> **What you have to do**:
As you restate the entries, keep every word intact and leave out whatever images they hold.

> **Information provided**:
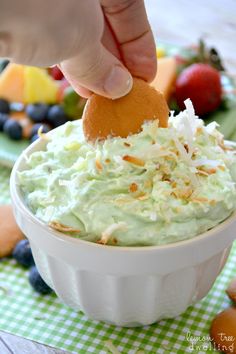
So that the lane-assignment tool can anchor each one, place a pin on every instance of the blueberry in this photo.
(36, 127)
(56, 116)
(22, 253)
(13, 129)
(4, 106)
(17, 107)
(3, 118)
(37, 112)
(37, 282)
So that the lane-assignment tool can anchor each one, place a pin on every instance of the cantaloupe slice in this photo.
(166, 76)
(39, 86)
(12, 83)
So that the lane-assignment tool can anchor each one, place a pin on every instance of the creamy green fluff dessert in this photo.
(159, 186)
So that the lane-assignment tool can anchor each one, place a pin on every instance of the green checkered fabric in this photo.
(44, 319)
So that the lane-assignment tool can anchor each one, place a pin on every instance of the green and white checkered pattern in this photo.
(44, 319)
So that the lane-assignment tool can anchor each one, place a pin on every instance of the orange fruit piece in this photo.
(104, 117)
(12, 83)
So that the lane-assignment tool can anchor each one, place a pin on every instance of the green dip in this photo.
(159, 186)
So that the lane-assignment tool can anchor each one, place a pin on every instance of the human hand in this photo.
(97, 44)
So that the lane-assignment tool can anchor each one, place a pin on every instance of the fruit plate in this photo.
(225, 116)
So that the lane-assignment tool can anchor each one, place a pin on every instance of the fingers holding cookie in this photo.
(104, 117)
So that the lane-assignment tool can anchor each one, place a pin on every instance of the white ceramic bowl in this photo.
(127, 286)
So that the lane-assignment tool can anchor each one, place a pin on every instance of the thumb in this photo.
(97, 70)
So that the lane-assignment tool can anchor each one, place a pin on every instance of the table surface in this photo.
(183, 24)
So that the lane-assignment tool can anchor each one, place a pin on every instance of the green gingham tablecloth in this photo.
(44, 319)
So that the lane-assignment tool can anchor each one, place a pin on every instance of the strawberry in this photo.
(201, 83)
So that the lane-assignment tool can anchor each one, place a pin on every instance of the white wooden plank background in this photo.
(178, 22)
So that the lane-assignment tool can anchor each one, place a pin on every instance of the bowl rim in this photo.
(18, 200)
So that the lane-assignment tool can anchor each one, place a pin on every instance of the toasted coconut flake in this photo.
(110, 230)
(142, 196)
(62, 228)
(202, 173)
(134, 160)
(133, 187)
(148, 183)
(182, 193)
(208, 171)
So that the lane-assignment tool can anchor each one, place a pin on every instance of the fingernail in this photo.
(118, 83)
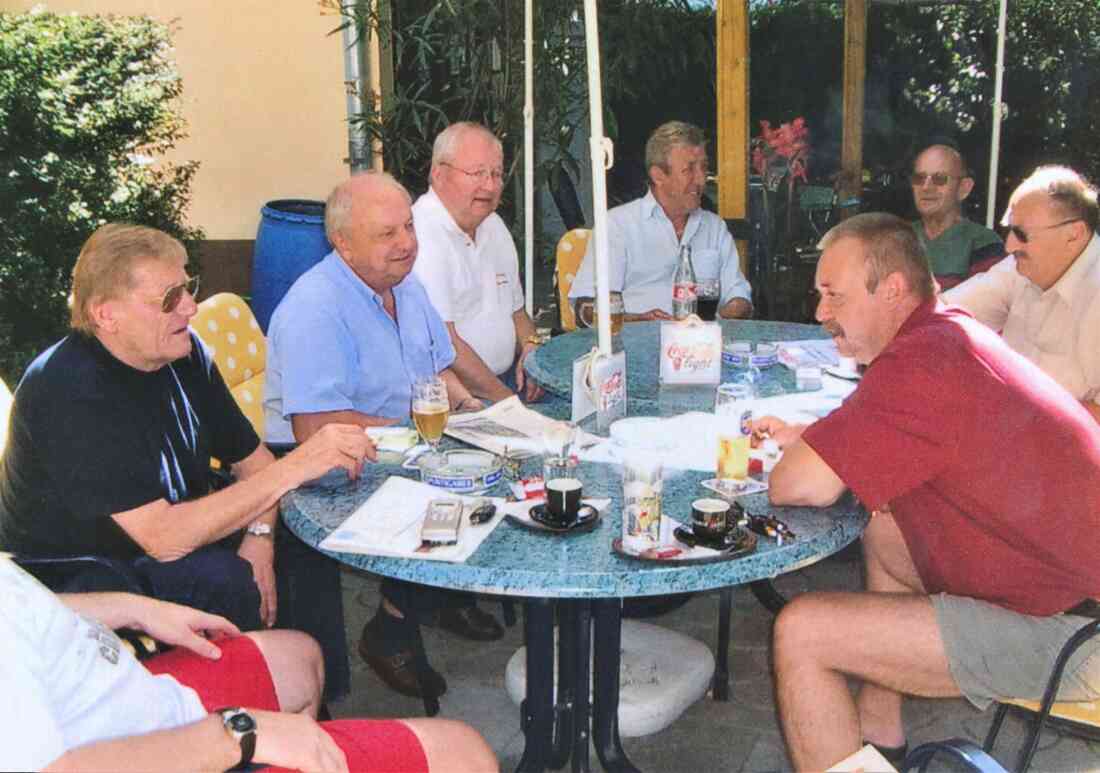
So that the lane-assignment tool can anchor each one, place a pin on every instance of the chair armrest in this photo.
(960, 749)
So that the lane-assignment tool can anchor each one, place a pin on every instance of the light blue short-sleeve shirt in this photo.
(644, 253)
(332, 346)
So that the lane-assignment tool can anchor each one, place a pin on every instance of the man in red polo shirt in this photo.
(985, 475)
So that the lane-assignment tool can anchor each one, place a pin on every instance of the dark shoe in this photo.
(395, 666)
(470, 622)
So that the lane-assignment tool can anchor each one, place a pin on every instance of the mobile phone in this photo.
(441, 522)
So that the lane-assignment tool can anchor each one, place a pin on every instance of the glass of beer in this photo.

> **Response to this exercise**:
So that the lane-assignment tool can anchor each one, place a pin on every instance of the blueberry in this photo.
(36, 127)
(56, 116)
(22, 253)
(13, 129)
(4, 106)
(17, 107)
(3, 118)
(37, 112)
(37, 282)
So that the lane-assignment tool can anchor each one, place a pin on every instance of the cantaloupe slice in this photo.
(166, 76)
(39, 86)
(12, 83)
So that the lane-assignment tool can anchor each one, place a pin on every instance of the creamy green fluff dessert in this photo.
(159, 186)
So that the lane-assignment tool can anchor each one, place a pin on every instance of the green checkered fabric in this photo.
(44, 319)
So that the lane-assignment tool can anchor each one, place a pin on every instance of the green and white checkered pattern in this photo.
(44, 319)
So that the lane-assignment tool can anchor each one, place a pin on every instance of the orange fruit piece in this photo.
(104, 117)
(12, 83)
So that the lane-assignment tool can anchor each one, place a pin on every instance of the green dip in this photo.
(159, 186)
So that the lane-assignment tool can anchor each one, place a pin on every instance of the human hand in this photo.
(97, 44)
So that the lane-assignment tool can anchor each one, place a pin on every instance of the fruit plate in this photo.
(225, 116)
So that the lane-assignment tool can anchor each one, place a pin on every instance of the fingers holding cookie in this photo.
(104, 117)
So that the lane-assignment tool can anchor each one, place a pin on every instance of the white ceramic bowl in this photo.
(127, 286)
So that the lane-assignment tool can anchor each one, place a pin on every instance of the thumb in this photo.
(97, 70)
So that the lane-assignment tool can anchor each one, place a pin on every instance of the table surface in this photo.
(183, 24)
So that the lane-assignment tool can anchor each one, place a pin on every instance of the green gingham tablecloth in this photo.
(44, 319)
So that the lane-assignment tool can anchor each one, place a pin on every instance of the strawberry in this photo.
(201, 83)
So that the lane-assignment tool can anchor each one, place a pin on every instance of the white wooden plank background in this photo.
(178, 22)
So that the lane-assignment tool can anchor each one, place a pin on every instance of the bowl rim in this photo.
(18, 200)
So that the lane-assignment tool can anchor each one, place a pin on every instance of the toasted coconut flake in this photo.
(110, 230)
(142, 196)
(62, 228)
(202, 173)
(134, 160)
(133, 187)
(148, 183)
(182, 193)
(208, 171)
So that the lane-assignment tool can anchor each one, place a pin on every instance of the fingernail in this photo.
(118, 83)
So that the lane-assignment tool can anchor each one, place a pin on every instance of the chair armrest in this photo.
(960, 749)
So that the lane-assignment tool can anchor each one, place a pin on every instance of the light blue short-sleeve shirt in this photo.
(644, 253)
(332, 346)
So that the lane-assignment tool can anchor each one, place a pin on every instance of the man in red polo shirt in this photo.
(985, 475)
So that the lane-assignment tool can anchor each one, place a pin on every instance of the dark shoe in this photo.
(395, 666)
(470, 622)
So that the lane-assignment tool can anchor each one, place a pin on every instance of the mobile phone in this photo.
(441, 522)
So that the lane-assignment tool can anchor each one, place a pin on every instance of the glass of beer in this photo.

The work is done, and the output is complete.